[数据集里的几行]
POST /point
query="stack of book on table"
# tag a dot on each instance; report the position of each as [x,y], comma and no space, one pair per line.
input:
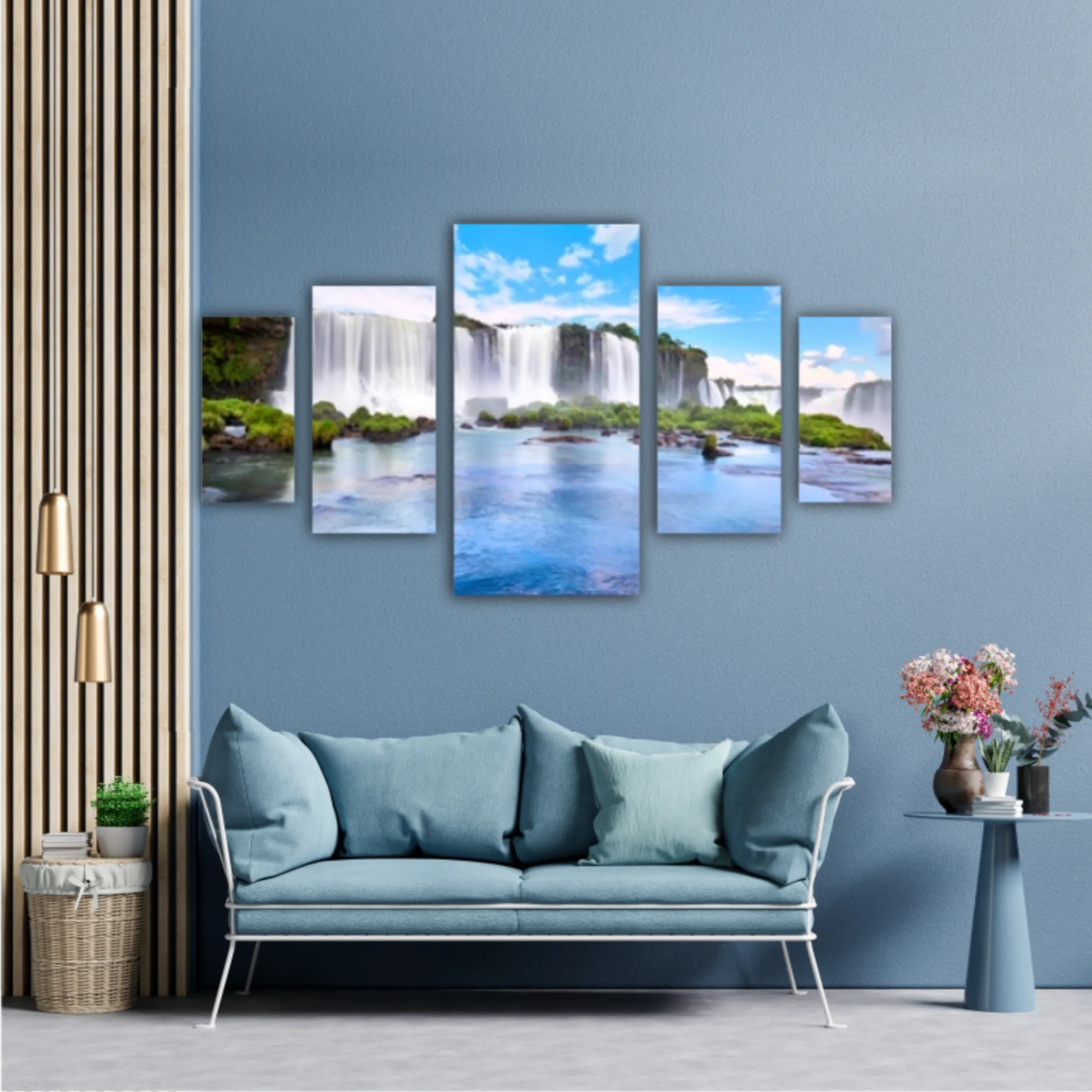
[1003,807]
[66,846]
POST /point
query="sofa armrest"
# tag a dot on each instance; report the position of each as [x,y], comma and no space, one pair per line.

[题目要求] 把上面所有条目从头到尾重新写一遍，请求照原样保留，只把答案里的坐标值都按2.4倍缩放，四舍五入成整数（正好是.5的往上进）。请求和里面格式示例的数字不要改，图片也不用写进去。

[参考解答]
POST /point
query="stack of book on table"
# tag a dot on each instance; report the position of each as [x,y], comma and no space, one pair per line.
input:
[2407,1937]
[158,2030]
POST /point
query="sofa armrest"
# tag a dot on each instance; report the position of each as [x,y], comma and no space, one pair per line.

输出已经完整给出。